### EXERCISE DIRECTIONS
Search the material below for the word "saree" and copy every line in which it occurs.
-------- EXERCISE INPUT
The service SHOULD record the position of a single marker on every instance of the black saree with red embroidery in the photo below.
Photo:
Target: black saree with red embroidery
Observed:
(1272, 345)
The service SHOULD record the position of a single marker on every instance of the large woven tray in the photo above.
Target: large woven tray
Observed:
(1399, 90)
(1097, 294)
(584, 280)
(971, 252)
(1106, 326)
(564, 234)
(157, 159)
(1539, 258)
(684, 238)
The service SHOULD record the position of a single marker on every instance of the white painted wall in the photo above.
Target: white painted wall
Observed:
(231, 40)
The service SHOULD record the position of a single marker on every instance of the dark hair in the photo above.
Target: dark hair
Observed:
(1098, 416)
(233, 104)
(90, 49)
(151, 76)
----------------
-------- EXERCISE INPUT
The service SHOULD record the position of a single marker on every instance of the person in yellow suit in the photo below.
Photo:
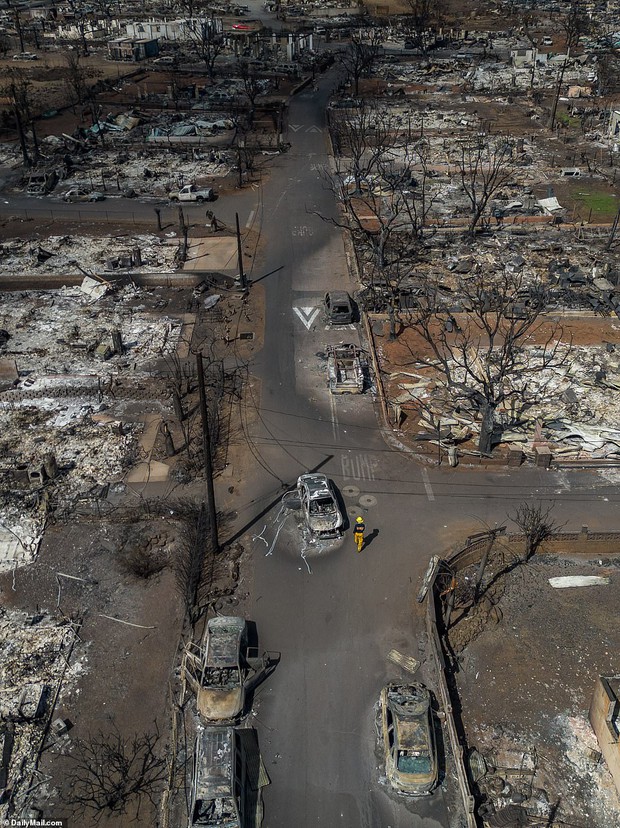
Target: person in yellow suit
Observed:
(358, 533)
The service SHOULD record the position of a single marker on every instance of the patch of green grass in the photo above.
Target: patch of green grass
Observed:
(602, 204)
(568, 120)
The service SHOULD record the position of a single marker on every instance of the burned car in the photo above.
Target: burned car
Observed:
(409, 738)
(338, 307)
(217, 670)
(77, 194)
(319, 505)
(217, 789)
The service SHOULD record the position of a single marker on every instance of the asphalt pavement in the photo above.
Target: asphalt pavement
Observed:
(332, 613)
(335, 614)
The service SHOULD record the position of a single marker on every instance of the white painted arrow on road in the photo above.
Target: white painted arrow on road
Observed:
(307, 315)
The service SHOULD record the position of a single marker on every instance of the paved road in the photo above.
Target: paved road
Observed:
----------------
-------- EXERCISE INPUT
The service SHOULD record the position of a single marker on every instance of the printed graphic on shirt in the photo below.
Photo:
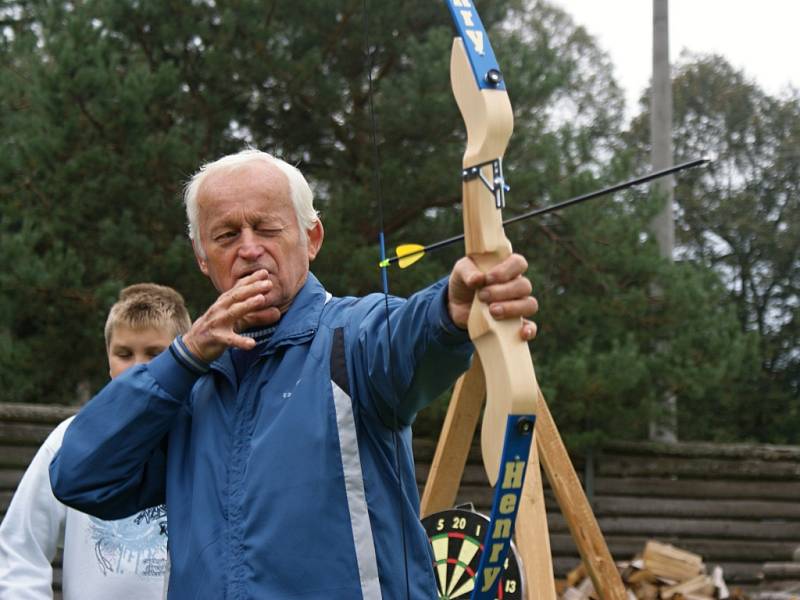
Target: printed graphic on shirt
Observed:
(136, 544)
----------------
### TASK RESPONSE
The service SHOULD record the position of a single marker on every instance of the black saree with red embroidery in the photo below.
Target: black saree with red embroidery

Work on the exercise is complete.